Location identification entries:
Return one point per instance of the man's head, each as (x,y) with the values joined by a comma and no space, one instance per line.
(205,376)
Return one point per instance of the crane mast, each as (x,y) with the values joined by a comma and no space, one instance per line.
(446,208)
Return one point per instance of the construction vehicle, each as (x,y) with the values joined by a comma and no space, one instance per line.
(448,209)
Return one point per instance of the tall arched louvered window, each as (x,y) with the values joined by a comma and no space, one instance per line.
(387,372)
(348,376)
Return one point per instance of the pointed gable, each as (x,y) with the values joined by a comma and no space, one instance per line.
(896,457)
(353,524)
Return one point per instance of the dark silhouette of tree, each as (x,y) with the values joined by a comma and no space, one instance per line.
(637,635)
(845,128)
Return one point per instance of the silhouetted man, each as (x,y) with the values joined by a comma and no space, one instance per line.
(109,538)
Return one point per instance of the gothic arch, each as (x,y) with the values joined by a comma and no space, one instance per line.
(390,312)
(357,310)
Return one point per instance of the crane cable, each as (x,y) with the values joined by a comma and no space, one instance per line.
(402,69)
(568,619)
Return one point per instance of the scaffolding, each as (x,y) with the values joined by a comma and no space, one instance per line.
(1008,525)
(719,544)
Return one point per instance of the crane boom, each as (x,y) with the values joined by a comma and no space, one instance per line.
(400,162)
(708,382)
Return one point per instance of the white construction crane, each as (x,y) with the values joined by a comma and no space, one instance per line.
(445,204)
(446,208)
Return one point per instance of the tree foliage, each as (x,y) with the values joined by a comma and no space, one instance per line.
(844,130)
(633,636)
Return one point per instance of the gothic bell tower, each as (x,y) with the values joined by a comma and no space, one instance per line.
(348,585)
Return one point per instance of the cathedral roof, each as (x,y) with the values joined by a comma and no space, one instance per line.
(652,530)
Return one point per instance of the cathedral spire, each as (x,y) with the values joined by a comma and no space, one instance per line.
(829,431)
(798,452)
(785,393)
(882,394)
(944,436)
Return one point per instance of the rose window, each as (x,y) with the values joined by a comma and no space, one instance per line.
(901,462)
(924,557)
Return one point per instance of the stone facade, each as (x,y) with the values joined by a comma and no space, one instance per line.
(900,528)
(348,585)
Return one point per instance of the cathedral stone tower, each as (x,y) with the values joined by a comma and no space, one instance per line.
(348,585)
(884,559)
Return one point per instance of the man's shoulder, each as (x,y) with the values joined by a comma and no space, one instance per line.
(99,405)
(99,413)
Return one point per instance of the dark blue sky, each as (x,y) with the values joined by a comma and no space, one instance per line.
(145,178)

Requirements —
Render every one of the records above as a two-column CSV with the header columns "request" and "answer", one row per request. Put each request's text and its full answer in their own quoted fields, replacing any line breaks with spaces.

Output of the exercise —
request,answer
"Return one point per instance of the man's head, each as (x,y) with the values joined by a comma and no space, one instance per line.","(205,376)"
"Return one point per instance of the crane mast, each as (x,y) with the values joined by a comma and no space, one instance per line.","(446,208)"
"Return one point per instance of the construction vehicle, each as (x,y) with the values joined by a comma and no space, one instance per line.","(448,209)"
"Return one point per instance of the tall arched louvered window, each as (x,y) with the values joined by a comma and no space, one instance per line.","(387,372) (348,376)"
"Return one point per instance of the pointed gable, each as (x,y) with the values joined by a comma and no space, one instance per line.","(896,457) (353,524)"
"Return one point per instance of the dark silhouette of tree, each as (x,y) with the values joined by a comma and no space, one instance per line.","(637,635) (845,128)"
"Return one point per instance of the silhouetted man, each as (x,y) with the values joined by a comma and no space, one instance per line.","(109,538)"
"Return one point per instance of the gothic arch, each as (x,y) with the values joined by a comma and no space, one instance per line.","(390,312) (357,310)"
"Return one point per instance of the crane cable, each as (x,y) with the values joined by a comma and no space, one instance per line.","(402,69) (568,619)"
"Return one point per instance of the scaffolding, each as (x,y) with the values joined by a comma and no space, one instance per line.","(1008,525) (719,544)"
"Return one point per instance of the crane boom, each as (x,y) with the values joined by a comma and no space, one instance per line.","(400,162) (708,382)"
"Return one point per instance of the white construction crane, each as (x,y) with the values joined by a comma and no space, one instance per line.","(445,204) (446,208)"
"Return one point per instance of the tree foliage, each as (x,y) with the values joined by a comma and no space, one instance per line.","(844,130) (633,636)"
"Return one point per instance of the gothic bell tower, each as (x,y) with the values joined by a comma and no space, one instance per line.","(348,585)"
"Return one point per instance of the cathedral roof, each as (x,y) with the values joined by a comma and no space, one instance per line.","(652,530)"
"Return one point per instance of the cathedral spire, each as (x,y) with the values joined by a comma and no space, one instance per line.","(829,431) (798,452) (785,393) (882,394) (944,436)"
"Return one point per instance of the rose window, each as (x,y) with the values joined by a comma and no space, one instance per line.","(901,462) (924,557)"
"Return one point per instance of the stone facade, each as (x,y) with the values joined by a comma and no space, one instance per line.","(900,528) (348,585)"
"Return one point per instance of the cathedral stone tower, each as (x,y) with the values joined by a comma and no space, one instance per line.","(348,585) (884,559)"
"Return one point per instance of the man's shoulder, each as (x,y) with the values joined by a comma and no space, one instance per line.","(99,405) (99,413)"
"Return one point per instance of the dark blue sky, each as (x,y) with the values joined by a comma and no space, one instance per line.","(145,178)"